Instructions to follow = Find the line that contains "Keypoint placement: for each instance of the blurred green"; then retype it and each line after it, exactly, through the final line of the data below.

Entries taken from a collection:

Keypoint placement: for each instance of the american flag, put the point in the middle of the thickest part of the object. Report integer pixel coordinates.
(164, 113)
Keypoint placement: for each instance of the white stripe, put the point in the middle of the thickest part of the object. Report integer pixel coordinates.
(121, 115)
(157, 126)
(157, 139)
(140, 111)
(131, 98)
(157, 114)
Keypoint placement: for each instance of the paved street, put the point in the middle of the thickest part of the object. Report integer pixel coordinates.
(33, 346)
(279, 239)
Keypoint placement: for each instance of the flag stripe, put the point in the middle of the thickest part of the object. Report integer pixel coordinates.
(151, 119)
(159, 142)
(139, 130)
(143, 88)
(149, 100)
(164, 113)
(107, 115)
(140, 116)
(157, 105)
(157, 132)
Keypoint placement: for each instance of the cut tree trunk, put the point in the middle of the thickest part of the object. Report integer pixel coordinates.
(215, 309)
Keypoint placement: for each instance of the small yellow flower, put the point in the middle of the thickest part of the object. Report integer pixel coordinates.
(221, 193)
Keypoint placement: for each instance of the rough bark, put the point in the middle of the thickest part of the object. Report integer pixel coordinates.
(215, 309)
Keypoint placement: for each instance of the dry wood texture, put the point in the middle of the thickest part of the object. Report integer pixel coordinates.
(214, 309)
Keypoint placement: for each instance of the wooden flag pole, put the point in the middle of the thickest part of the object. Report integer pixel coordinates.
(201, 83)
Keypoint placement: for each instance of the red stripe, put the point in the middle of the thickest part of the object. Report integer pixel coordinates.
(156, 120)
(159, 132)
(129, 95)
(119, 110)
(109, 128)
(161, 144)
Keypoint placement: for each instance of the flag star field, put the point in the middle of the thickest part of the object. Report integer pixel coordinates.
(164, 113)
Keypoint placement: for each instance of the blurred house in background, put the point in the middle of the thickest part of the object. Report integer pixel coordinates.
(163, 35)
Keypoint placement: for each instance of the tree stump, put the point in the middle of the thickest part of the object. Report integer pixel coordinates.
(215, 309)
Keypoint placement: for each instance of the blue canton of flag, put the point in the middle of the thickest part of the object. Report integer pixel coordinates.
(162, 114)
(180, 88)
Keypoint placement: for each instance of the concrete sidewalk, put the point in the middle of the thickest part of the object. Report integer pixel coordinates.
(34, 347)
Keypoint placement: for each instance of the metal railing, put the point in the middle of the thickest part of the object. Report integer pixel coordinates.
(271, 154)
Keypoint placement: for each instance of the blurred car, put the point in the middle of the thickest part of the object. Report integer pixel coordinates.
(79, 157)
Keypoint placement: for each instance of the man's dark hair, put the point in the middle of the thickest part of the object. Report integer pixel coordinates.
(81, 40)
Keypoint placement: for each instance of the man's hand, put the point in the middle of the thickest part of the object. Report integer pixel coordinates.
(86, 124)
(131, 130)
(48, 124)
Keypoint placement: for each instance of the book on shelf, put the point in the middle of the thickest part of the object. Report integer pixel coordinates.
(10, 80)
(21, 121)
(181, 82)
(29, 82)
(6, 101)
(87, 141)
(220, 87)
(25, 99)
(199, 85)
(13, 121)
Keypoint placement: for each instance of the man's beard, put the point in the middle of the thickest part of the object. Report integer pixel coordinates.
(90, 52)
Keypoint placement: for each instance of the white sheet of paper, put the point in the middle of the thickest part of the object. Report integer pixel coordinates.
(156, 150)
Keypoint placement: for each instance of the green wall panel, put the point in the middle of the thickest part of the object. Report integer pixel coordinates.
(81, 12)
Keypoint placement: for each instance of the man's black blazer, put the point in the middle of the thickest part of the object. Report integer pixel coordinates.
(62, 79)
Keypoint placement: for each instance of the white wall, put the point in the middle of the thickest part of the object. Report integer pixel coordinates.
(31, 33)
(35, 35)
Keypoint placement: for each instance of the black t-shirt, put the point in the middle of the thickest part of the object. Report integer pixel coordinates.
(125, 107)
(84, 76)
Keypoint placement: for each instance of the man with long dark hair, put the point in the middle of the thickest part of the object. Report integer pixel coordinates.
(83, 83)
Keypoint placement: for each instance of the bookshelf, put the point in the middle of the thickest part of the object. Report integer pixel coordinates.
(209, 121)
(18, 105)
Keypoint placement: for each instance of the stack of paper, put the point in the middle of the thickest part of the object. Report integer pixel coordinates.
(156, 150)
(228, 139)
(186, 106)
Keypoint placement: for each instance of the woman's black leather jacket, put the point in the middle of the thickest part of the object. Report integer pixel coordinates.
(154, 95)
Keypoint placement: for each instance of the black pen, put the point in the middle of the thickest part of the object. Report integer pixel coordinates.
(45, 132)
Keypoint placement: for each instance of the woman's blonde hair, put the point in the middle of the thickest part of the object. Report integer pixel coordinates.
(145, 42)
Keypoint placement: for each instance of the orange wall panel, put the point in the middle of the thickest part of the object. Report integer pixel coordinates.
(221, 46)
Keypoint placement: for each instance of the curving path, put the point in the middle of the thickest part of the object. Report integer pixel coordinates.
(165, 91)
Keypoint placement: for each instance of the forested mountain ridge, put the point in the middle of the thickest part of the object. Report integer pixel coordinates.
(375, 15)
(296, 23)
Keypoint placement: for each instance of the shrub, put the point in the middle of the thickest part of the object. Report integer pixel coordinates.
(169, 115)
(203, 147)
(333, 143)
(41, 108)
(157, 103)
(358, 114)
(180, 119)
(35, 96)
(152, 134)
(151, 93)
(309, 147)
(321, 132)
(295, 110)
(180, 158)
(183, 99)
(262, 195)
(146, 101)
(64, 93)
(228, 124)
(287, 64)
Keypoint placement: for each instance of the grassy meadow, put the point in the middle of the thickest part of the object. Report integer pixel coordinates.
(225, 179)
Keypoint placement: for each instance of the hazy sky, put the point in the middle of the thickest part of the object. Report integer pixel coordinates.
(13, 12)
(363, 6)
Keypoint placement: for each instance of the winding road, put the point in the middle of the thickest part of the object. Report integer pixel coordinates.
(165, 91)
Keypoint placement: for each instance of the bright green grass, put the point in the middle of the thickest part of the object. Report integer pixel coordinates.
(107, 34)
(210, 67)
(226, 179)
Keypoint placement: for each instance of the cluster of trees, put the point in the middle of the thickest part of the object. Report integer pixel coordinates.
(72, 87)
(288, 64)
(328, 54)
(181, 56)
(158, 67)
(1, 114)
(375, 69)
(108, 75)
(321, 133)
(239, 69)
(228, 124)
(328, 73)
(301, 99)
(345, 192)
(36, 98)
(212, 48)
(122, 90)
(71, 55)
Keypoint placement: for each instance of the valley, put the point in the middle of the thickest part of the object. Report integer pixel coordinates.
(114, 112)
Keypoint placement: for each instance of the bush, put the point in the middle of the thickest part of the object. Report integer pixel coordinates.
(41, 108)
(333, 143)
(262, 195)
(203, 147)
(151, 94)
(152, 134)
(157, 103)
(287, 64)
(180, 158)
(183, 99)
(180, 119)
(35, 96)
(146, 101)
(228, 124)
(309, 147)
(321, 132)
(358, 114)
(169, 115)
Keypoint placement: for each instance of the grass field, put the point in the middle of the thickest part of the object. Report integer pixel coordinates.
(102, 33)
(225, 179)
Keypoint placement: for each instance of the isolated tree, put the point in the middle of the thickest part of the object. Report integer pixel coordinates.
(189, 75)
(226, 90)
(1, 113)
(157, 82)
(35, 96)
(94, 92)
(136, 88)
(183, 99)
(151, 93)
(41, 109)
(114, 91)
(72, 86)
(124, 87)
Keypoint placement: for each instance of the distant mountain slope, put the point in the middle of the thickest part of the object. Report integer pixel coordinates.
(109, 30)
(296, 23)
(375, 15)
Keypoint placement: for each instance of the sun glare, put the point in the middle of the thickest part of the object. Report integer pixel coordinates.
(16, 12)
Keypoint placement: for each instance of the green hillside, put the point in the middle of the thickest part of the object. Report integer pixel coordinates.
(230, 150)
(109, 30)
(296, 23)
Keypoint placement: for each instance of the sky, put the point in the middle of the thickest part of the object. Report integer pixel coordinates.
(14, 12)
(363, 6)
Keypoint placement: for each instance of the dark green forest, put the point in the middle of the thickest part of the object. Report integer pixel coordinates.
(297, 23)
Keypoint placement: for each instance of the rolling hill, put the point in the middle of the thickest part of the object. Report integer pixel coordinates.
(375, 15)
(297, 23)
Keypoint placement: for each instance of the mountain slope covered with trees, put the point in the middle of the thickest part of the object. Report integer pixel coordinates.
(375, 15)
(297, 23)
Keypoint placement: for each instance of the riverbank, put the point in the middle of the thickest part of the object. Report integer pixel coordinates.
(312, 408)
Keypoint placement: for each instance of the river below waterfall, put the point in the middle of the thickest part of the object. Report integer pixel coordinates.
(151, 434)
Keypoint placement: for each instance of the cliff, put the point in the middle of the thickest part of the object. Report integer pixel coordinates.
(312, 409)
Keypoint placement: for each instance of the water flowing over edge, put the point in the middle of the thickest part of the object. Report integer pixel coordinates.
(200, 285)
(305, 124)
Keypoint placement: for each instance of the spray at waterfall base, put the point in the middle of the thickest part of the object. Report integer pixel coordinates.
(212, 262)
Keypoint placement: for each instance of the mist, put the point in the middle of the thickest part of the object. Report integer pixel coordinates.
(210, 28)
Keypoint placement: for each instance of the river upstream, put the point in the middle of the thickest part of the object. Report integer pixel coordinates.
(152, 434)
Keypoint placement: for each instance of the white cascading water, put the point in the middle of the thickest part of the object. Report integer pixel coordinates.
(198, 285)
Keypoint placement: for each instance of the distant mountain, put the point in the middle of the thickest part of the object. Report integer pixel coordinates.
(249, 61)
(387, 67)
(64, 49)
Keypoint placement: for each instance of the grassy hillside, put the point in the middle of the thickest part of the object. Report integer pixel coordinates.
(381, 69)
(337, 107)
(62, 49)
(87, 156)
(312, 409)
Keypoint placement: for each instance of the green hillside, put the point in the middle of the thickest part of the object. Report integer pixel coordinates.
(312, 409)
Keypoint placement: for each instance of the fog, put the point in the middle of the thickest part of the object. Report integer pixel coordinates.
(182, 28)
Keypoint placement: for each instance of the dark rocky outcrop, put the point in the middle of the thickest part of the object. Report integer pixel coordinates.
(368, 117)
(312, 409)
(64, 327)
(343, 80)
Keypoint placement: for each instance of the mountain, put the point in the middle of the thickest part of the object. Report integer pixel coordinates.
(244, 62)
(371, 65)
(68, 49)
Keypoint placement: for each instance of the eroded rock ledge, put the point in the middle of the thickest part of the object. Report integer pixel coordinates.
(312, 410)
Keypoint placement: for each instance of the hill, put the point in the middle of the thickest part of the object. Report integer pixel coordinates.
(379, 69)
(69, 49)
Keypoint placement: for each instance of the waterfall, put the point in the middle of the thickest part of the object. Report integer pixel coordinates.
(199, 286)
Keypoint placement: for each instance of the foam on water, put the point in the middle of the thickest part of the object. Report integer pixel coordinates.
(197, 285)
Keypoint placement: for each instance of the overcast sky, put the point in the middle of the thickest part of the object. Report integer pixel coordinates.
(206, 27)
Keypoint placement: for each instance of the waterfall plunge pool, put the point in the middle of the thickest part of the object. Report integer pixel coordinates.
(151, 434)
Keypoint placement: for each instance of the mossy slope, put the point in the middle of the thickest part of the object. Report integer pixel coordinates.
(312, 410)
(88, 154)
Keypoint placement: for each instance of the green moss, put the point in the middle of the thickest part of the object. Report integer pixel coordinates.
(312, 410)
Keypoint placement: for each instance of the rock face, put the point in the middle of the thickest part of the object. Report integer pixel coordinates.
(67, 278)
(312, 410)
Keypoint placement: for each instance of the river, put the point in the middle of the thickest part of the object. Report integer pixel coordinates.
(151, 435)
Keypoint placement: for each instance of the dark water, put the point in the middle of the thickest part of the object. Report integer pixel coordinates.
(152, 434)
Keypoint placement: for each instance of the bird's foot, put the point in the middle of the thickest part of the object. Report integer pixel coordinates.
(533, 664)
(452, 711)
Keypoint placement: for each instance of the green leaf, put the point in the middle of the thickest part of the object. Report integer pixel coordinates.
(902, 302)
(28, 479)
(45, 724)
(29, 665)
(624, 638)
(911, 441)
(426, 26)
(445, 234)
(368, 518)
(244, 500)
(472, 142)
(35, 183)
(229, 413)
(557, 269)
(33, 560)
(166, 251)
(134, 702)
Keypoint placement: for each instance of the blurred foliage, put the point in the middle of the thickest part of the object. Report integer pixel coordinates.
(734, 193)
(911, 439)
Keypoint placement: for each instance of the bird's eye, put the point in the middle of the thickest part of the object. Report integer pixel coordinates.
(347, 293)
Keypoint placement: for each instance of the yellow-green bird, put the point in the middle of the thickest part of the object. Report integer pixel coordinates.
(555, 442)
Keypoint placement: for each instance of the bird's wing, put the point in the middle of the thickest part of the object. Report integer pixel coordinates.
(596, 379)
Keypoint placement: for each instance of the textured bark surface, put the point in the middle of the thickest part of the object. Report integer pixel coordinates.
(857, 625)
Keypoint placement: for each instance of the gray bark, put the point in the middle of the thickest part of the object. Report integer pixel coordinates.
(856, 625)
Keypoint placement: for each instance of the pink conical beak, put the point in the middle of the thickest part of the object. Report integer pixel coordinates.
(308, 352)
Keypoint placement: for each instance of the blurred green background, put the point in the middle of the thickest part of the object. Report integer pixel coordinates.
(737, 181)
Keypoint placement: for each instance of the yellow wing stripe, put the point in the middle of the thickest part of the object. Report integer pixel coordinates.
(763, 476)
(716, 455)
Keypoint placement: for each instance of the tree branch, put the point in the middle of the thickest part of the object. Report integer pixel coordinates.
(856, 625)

Exercise response =
Keypoint placement: for each instance of the blurred green background, put the point in the middle of the thickest part of the object. Report integer pixel coordinates.
(737, 181)
Keypoint placement: for each instance of the yellow wing stripe, put the point in the middle of the thickest part of the object. Report integer pixel coordinates.
(763, 476)
(716, 455)
Keypoint placement: for each instance of the tree branch, put the point in the middle of the thickest part of the object. Report integer pixel coordinates.
(856, 625)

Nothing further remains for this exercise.